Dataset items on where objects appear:
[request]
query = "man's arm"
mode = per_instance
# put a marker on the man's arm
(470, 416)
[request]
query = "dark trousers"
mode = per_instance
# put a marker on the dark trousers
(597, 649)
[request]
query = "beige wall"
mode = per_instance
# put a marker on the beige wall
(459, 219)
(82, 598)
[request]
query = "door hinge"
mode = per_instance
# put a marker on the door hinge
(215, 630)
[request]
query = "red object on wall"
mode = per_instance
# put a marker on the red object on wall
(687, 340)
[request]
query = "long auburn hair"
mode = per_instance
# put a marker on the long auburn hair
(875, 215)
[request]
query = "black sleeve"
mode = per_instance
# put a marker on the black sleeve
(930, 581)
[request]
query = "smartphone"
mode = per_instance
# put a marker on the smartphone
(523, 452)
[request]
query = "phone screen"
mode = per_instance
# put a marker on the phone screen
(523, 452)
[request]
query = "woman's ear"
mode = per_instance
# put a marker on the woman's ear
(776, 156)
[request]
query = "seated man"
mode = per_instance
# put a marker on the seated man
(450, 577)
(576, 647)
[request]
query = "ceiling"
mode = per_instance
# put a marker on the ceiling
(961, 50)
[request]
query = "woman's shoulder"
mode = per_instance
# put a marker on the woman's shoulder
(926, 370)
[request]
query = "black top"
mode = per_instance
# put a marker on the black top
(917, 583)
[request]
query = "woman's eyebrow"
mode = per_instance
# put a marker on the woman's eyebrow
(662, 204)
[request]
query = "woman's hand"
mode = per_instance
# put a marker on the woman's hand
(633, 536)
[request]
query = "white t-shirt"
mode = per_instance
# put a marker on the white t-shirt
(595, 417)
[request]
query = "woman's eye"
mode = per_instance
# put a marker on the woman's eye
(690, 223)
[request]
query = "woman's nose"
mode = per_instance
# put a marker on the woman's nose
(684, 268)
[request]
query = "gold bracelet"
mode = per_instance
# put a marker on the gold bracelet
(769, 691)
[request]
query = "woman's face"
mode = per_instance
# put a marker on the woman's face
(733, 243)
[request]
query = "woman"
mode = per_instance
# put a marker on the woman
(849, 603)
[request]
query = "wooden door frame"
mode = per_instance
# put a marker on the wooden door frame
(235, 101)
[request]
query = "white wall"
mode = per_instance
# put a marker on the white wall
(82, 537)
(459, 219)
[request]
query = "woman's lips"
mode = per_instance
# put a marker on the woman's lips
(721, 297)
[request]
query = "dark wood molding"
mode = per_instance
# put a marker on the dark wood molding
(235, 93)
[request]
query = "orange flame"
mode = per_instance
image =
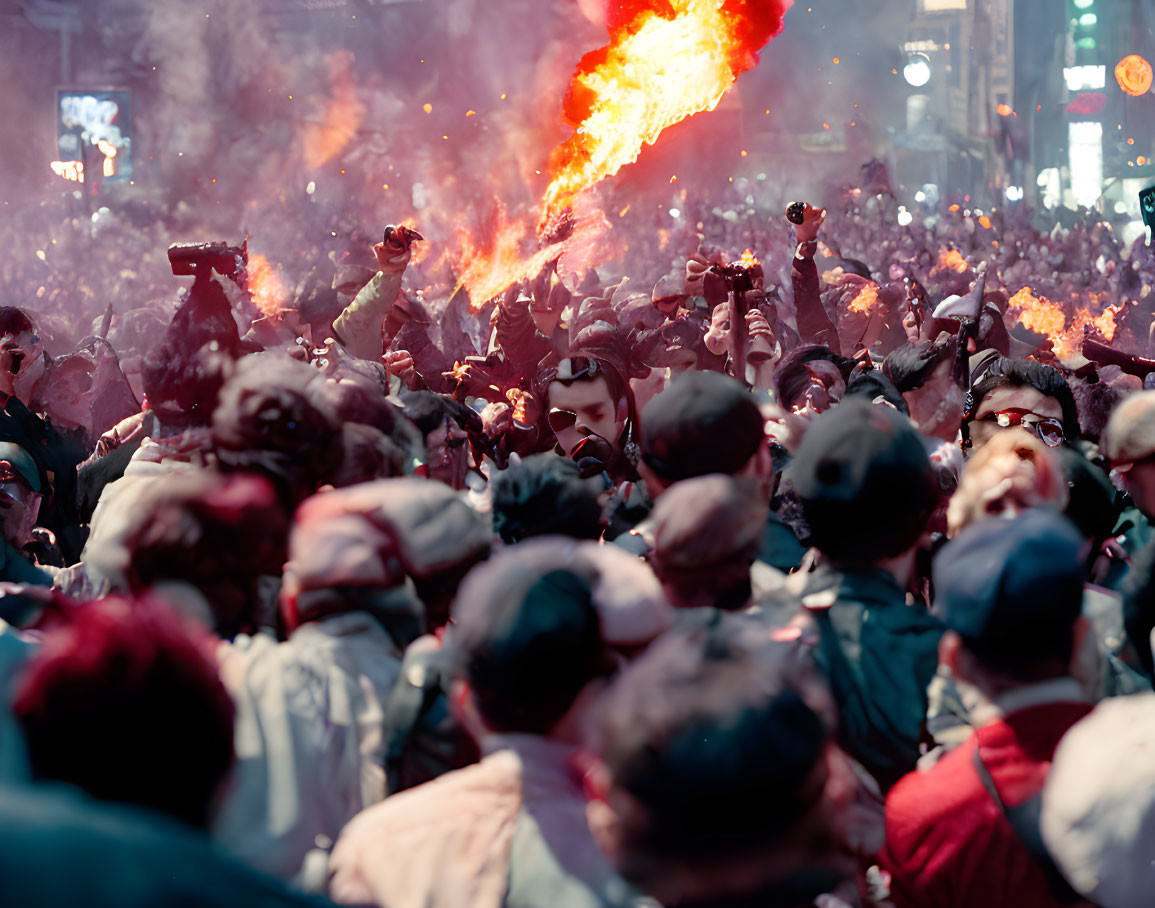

▶ _The problem_: Which lines in the items above contain the word "hair"? Report each of those lines in full.

▶ _Response for this exercise_:
query = "long auburn hair"
# put a marker on the long auburn hair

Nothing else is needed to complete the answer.